> **Trecho do texto**
■ ■ ■ ■ ■
Um passarinho cortou minha trilha, penugem branca e preta, miúdo e serelepe. Reduzi os passos, saquei o celular para tentar capturar seu passeio. O encontro me fez bem. Passarinhos e borboletas me trazem boa sorte, sempre.

Não há vendedores de pipocas ou confeitos (balas), como antes da praga. Também o lugar da barraca de orgânicos, que ali se instala às quinta-feiras, estava vazio. Vender para quem?

As aulas seguem suspensas até, ao menos, 31 de julho. São cinco escolas anexas ao parque. Então, não há o costumeiro alarido dos jovens e crianças nos diferentes equipamentos e quadras esportivas. E as mães não se arriscam a levar os pequenos para brincar nos dois parquinhos instalados no local.

O portão de acesso à rua lateral, junto à pista de atletismo e ladeando o parque aquático, segue trancado. A única entrada permitida é pela portaria principal. E somente o portão para veículos fica aberto, para facilitar o controle.

Euzinha, paramentada com minha máscara #VazaPeste, especialmente feita por mim – onde o “S” estica o rabo em seta de serpente venenosa – nem causei espécie.

Por isso, à saída, resolvi esticar com uma volta completa no quarteirão antes de retornar à casa. Aí, sim, pude me divertir com a cara pouco amistosa de alguns homens com quem cruzei pelo caminho.
■ ■ ■ ■ ■
> **Material de estudo**
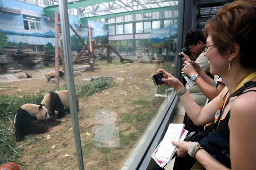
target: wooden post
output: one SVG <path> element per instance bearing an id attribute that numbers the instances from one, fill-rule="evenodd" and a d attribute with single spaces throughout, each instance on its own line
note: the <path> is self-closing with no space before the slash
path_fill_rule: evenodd
<path id="1" fill-rule="evenodd" d="M 59 52 L 58 52 L 58 14 L 55 11 L 55 87 L 59 86 Z"/>
<path id="2" fill-rule="evenodd" d="M 90 26 L 89 26 L 89 46 L 90 50 L 92 52 L 90 54 L 90 60 L 89 62 L 90 64 L 90 71 L 93 71 L 94 63 L 94 53 L 93 52 L 93 45 L 92 41 L 92 28 Z"/>
<path id="3" fill-rule="evenodd" d="M 85 44 L 85 43 L 84 42 L 84 40 L 83 40 L 83 39 L 82 39 L 82 38 L 81 37 L 79 36 L 78 34 L 77 34 L 77 32 L 76 31 L 76 30 L 75 30 L 75 29 L 73 28 L 72 26 L 71 26 L 71 25 L 70 24 L 70 28 L 71 28 L 71 29 L 72 30 L 73 32 L 74 32 L 74 33 L 75 33 L 76 35 L 76 36 L 77 37 L 78 39 L 81 41 L 81 42 L 82 42 L 82 43 L 83 43 L 83 44 L 84 45 L 84 47 L 85 47 L 85 48 L 86 48 L 86 50 L 88 50 L 89 53 L 92 53 L 91 51 L 90 50 L 90 49 L 89 49 L 89 48 L 88 48 L 87 45 L 86 45 L 86 44 Z"/>
<path id="4" fill-rule="evenodd" d="M 112 63 L 112 57 L 111 56 L 111 49 L 110 48 L 111 47 L 109 46 L 108 46 L 108 47 L 107 47 L 107 51 L 108 53 L 108 62 Z"/>
<path id="5" fill-rule="evenodd" d="M 59 20 L 59 21 L 60 21 L 60 20 Z M 61 33 L 61 26 L 60 23 L 59 23 L 58 26 L 59 34 L 60 35 L 60 42 L 61 43 L 61 60 L 62 60 L 62 66 L 63 66 L 64 75 L 66 75 L 66 71 L 65 71 L 65 60 L 64 60 L 64 52 L 63 51 L 63 42 L 62 42 L 62 34 Z"/>

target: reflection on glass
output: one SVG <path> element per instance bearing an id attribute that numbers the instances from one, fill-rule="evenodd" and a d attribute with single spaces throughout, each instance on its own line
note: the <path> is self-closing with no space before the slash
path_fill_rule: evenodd
<path id="1" fill-rule="evenodd" d="M 163 21 L 164 27 L 166 28 L 171 25 L 171 20 L 165 20 Z"/>
<path id="2" fill-rule="evenodd" d="M 115 26 L 108 26 L 108 34 L 109 35 L 115 35 Z"/>
<path id="3" fill-rule="evenodd" d="M 28 21 L 23 20 L 23 22 L 24 23 L 24 28 L 26 30 L 29 30 L 29 22 Z"/>
<path id="4" fill-rule="evenodd" d="M 116 26 L 116 34 L 124 34 L 123 25 L 117 25 Z"/>
<path id="5" fill-rule="evenodd" d="M 136 23 L 136 33 L 143 33 L 143 23 Z"/>
<path id="6" fill-rule="evenodd" d="M 144 23 L 144 32 L 151 32 L 151 22 L 146 22 Z"/>
<path id="7" fill-rule="evenodd" d="M 36 23 L 36 30 L 37 31 L 41 31 L 41 24 L 40 23 Z"/>
<path id="8" fill-rule="evenodd" d="M 160 28 L 160 21 L 155 21 L 152 22 L 152 29 L 159 29 Z"/>
<path id="9" fill-rule="evenodd" d="M 124 24 L 125 34 L 132 34 L 132 24 Z"/>
<path id="10" fill-rule="evenodd" d="M 35 30 L 35 23 L 34 22 L 29 21 L 29 24 L 30 25 L 30 29 L 31 30 Z"/>

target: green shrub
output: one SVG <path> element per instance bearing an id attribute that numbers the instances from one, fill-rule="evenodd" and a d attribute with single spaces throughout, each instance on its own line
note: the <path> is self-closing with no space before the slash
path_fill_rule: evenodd
<path id="1" fill-rule="evenodd" d="M 14 160 L 17 155 L 11 147 L 15 146 L 14 126 L 12 124 L 19 108 L 26 103 L 38 105 L 44 98 L 43 91 L 35 94 L 18 94 L 9 96 L 0 94 L 0 164 Z"/>

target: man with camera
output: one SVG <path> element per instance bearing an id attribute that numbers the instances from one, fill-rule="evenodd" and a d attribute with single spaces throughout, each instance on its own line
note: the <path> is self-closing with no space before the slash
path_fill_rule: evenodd
<path id="1" fill-rule="evenodd" d="M 183 62 L 191 60 L 195 61 L 204 72 L 209 74 L 210 68 L 208 65 L 208 60 L 204 55 L 203 49 L 203 46 L 206 45 L 206 38 L 203 32 L 199 30 L 189 30 L 186 33 L 184 42 L 184 45 L 186 48 L 183 49 L 182 52 L 179 53 L 178 56 Z M 195 81 L 199 76 L 200 75 L 198 74 L 192 75 L 191 79 Z M 196 84 L 195 83 L 187 83 L 186 88 L 194 100 L 201 108 L 203 108 L 207 99 Z M 194 125 L 186 113 L 185 114 L 184 123 L 186 125 L 185 128 L 189 130 L 189 133 L 192 131 L 197 132 L 198 129 L 201 128 Z"/>
<path id="2" fill-rule="evenodd" d="M 204 72 L 207 74 L 210 74 L 208 60 L 204 54 L 203 46 L 206 45 L 206 38 L 203 32 L 199 30 L 189 30 L 186 33 L 184 42 L 185 48 L 182 49 L 182 51 L 180 53 L 178 56 L 183 62 L 191 60 L 195 61 L 199 64 Z M 199 76 L 200 75 L 199 74 L 193 75 L 191 76 L 191 79 L 193 81 L 195 81 Z M 200 107 L 203 108 L 207 99 L 196 84 L 195 83 L 187 83 L 186 85 L 186 88 L 194 100 Z M 185 128 L 189 131 L 189 134 L 193 131 L 197 133 L 202 132 L 203 133 L 204 126 L 195 125 L 186 113 L 185 115 L 183 123 L 185 125 Z M 176 157 L 173 170 L 186 169 L 187 165 L 184 163 L 182 158 Z"/>

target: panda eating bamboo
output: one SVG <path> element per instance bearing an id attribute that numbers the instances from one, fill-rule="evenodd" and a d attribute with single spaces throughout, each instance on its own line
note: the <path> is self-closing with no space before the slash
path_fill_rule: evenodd
<path id="1" fill-rule="evenodd" d="M 50 118 L 48 110 L 43 105 L 26 104 L 20 107 L 14 118 L 16 140 L 23 141 L 29 133 L 45 133 L 49 127 L 61 122 Z"/>
<path id="2" fill-rule="evenodd" d="M 79 108 L 79 96 L 76 93 L 77 110 Z M 61 119 L 65 116 L 65 112 L 70 112 L 70 104 L 68 100 L 68 91 L 67 90 L 49 92 L 47 93 L 41 102 L 48 110 L 49 115 L 54 114 L 58 111 L 57 119 Z"/>

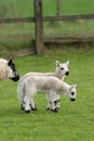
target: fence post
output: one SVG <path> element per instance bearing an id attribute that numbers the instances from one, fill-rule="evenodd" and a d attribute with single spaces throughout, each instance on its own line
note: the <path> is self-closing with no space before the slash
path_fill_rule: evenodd
<path id="1" fill-rule="evenodd" d="M 43 21 L 42 21 L 42 0 L 33 0 L 35 10 L 35 38 L 37 54 L 43 53 Z"/>

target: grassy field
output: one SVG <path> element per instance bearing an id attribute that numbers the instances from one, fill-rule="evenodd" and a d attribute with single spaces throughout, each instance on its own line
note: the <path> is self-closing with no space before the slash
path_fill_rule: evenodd
<path id="1" fill-rule="evenodd" d="M 82 53 L 83 52 L 83 53 Z M 19 75 L 54 72 L 55 61 L 70 61 L 68 84 L 77 84 L 77 101 L 61 95 L 58 113 L 46 112 L 44 94 L 35 98 L 38 112 L 19 108 L 18 82 L 0 82 L 0 141 L 93 141 L 94 140 L 94 49 L 58 49 L 44 55 L 15 59 Z"/>
<path id="2" fill-rule="evenodd" d="M 53 5 L 53 7 L 52 7 Z M 61 14 L 93 13 L 94 0 L 61 0 Z M 43 16 L 56 15 L 56 1 L 43 0 Z M 0 0 L 0 18 L 33 16 L 33 1 L 31 0 Z M 93 36 L 94 20 L 75 22 L 43 23 L 44 37 L 76 37 Z M 33 48 L 35 24 L 0 24 L 0 50 L 3 54 L 25 48 Z M 2 55 L 0 53 L 0 55 Z"/>

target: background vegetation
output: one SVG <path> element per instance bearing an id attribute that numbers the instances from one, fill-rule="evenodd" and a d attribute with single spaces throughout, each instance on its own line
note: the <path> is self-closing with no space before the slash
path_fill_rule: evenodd
<path id="1" fill-rule="evenodd" d="M 94 0 L 63 0 L 62 14 L 94 12 Z M 33 16 L 31 0 L 0 0 L 0 18 Z M 43 15 L 56 15 L 55 0 L 43 0 Z M 94 35 L 94 21 L 44 23 L 44 36 Z M 0 24 L 0 56 L 33 48 L 35 25 Z M 14 59 L 21 76 L 27 72 L 54 72 L 55 61 L 70 61 L 68 84 L 77 84 L 77 101 L 61 95 L 58 113 L 46 112 L 45 94 L 35 98 L 38 112 L 26 114 L 17 100 L 17 84 L 0 82 L 0 141 L 93 141 L 94 140 L 94 43 L 49 44 L 43 55 Z M 11 56 L 11 55 L 10 55 Z"/>
<path id="2" fill-rule="evenodd" d="M 53 5 L 53 7 L 52 7 Z M 61 14 L 93 13 L 93 0 L 61 0 Z M 43 0 L 43 16 L 56 15 L 56 0 Z M 33 16 L 33 0 L 0 0 L 0 18 Z M 94 20 L 43 23 L 44 37 L 72 37 L 94 35 Z M 35 24 L 0 24 L 0 55 L 33 48 Z"/>
<path id="3" fill-rule="evenodd" d="M 44 55 L 15 59 L 19 75 L 27 72 L 54 72 L 55 61 L 70 61 L 68 84 L 77 84 L 77 100 L 61 95 L 58 113 L 46 112 L 45 94 L 35 98 L 38 112 L 24 113 L 19 107 L 18 82 L 0 82 L 1 141 L 93 141 L 94 140 L 94 49 L 64 48 Z"/>

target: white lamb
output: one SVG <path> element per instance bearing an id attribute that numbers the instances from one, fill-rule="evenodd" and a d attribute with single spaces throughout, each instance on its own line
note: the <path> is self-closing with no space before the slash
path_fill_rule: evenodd
<path id="1" fill-rule="evenodd" d="M 17 87 L 17 94 L 21 103 L 24 102 L 25 112 L 31 111 L 30 105 L 35 108 L 33 98 L 38 92 L 46 92 L 48 94 L 67 95 L 71 101 L 76 100 L 77 85 L 68 85 L 56 77 L 29 76 L 24 79 Z M 52 110 L 55 110 L 54 99 L 51 101 Z"/>
<path id="2" fill-rule="evenodd" d="M 15 69 L 15 65 L 12 61 L 6 61 L 5 59 L 0 59 L 0 80 L 12 79 L 13 81 L 17 81 L 19 76 Z"/>
<path id="3" fill-rule="evenodd" d="M 35 72 L 30 72 L 30 73 L 25 74 L 23 77 L 21 77 L 19 84 L 29 76 L 49 76 L 49 77 L 55 76 L 55 77 L 64 80 L 65 75 L 66 76 L 69 75 L 68 65 L 69 65 L 69 61 L 67 61 L 65 63 L 61 63 L 59 61 L 56 61 L 55 73 L 35 73 Z M 46 107 L 46 110 L 51 110 L 51 101 L 52 101 L 53 97 L 54 97 L 54 100 L 56 101 L 57 108 L 59 108 L 59 94 L 51 95 L 51 93 L 50 93 L 50 94 L 48 94 L 48 107 Z M 23 108 L 23 103 L 22 103 L 22 108 Z M 32 110 L 37 110 L 37 108 L 32 108 Z"/>

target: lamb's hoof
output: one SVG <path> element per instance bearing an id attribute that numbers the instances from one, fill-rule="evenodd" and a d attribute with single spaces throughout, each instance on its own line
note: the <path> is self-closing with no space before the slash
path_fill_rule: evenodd
<path id="1" fill-rule="evenodd" d="M 30 110 L 25 111 L 25 113 L 29 114 L 29 113 L 30 113 Z"/>
<path id="2" fill-rule="evenodd" d="M 38 111 L 37 107 L 31 107 L 32 111 Z"/>
<path id="3" fill-rule="evenodd" d="M 51 111 L 54 112 L 54 113 L 58 113 L 57 108 L 54 108 L 54 110 L 51 110 Z"/>
<path id="4" fill-rule="evenodd" d="M 59 107 L 57 107 L 57 110 L 59 111 Z"/>
<path id="5" fill-rule="evenodd" d="M 50 111 L 50 107 L 46 107 L 46 111 Z"/>
<path id="6" fill-rule="evenodd" d="M 22 110 L 22 111 L 25 111 L 25 107 L 23 106 L 23 104 L 21 104 L 21 110 Z"/>

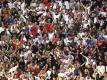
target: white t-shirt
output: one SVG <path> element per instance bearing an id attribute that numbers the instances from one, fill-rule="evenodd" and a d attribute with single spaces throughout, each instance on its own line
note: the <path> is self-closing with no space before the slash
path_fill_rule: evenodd
<path id="1" fill-rule="evenodd" d="M 97 71 L 99 74 L 104 74 L 105 72 L 105 66 L 97 66 Z"/>

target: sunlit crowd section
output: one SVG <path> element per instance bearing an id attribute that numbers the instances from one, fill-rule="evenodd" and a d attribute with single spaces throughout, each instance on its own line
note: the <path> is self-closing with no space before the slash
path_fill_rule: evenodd
<path id="1" fill-rule="evenodd" d="M 0 80 L 107 80 L 107 0 L 0 0 Z"/>

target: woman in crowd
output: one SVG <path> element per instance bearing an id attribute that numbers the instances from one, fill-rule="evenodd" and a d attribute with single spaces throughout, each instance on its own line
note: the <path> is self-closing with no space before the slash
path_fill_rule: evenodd
<path id="1" fill-rule="evenodd" d="M 106 0 L 0 0 L 0 80 L 103 80 Z"/>

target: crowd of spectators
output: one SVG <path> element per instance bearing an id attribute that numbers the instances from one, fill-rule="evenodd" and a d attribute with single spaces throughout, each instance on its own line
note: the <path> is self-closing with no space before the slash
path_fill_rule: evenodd
<path id="1" fill-rule="evenodd" d="M 104 80 L 106 0 L 0 0 L 0 80 Z"/>

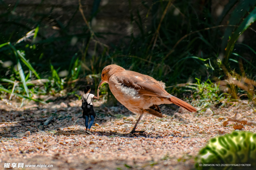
■ ■ ■ ■ ■
> **Instrução 1**
Resuma em duas frases a crônica sobre o passeio no parque.
> **Instrução 2**
Dê sequência à crônica sobre o passeio no parque a partir do ponto em que ela termina.
A listagem acima é um material à parte, sem relação com a crônica sobre o passeio no parque.

> **Resultado 1**
No parque já não há vendedores de pipocas nem a barraca de orgânicos, as aulas das cinco escolas anexas seguem suspensas até, ao menos, 31 de julho, e a única entrada permitida é pela portaria principal. Com a máscara #VazaPeste que ela mesma fez, a narradora não causou espécie no parque, mas na volta pelo quarteirão se divertiu com a cara pouco amistosa de alguns homens.

> **Resultado 2**
Novos tempos, dias estranhos. Até para gente como Euzinha, que sempre vivi o aqui agora. Amanhã, pode não haver mais…

Lembrei-me de Milan Kundera e o livro que ganhei, três exemplares, de presente no meu aniversário aos 31 anos. Um deles estava dedicado por um casal de amigos, assim: “À Sula e à sua insustentável leveza de ser…!”

Voltei para casa duvidando se vale à pena, mesmo, pensar além do que nos bole por dentro.

Aí, quando abro a plataforma para a acessar o A Tal Mineira e escrever estas mal traçadas linhas, me deparo com o texto do cearense, radicado em São Paulo, Arnóbio Rocha sobre esses tempos, a vida e o tempo presentes.

O tal do inconsciente coletivo é coisa séria…

Pandemia: A Generosidade Como Saída Humana!

A Desconstrução Humana imposta pela Pandemia. A necessidade do Renascer.
por Arnóbio Rocha – em seu blogue

“É preciso amar as pessoas
Como se não houvesse amanhã
Por que se você parar pra pensar
Na verdade não há”
(Pais e Filhos – Legião Urbana)

A letra remete ao tempo presente, ao viver o dia como se fosse o último, como se não houvesse futuro, nem esperança, apenas a certeza do instante, a certeza(??) do passado. É uma filosofia de vida, dos rajneeshes, por exemplo.

O fato é que a maioria de nós vive de reminiscências do passado e/ou de pensar no futuro, de se plantar, de se trabalhar duro por uma “aposentadoria” tranquila, colher os frutos.

Pouco se vive o Hoje, o Momento, o Presente, por quê?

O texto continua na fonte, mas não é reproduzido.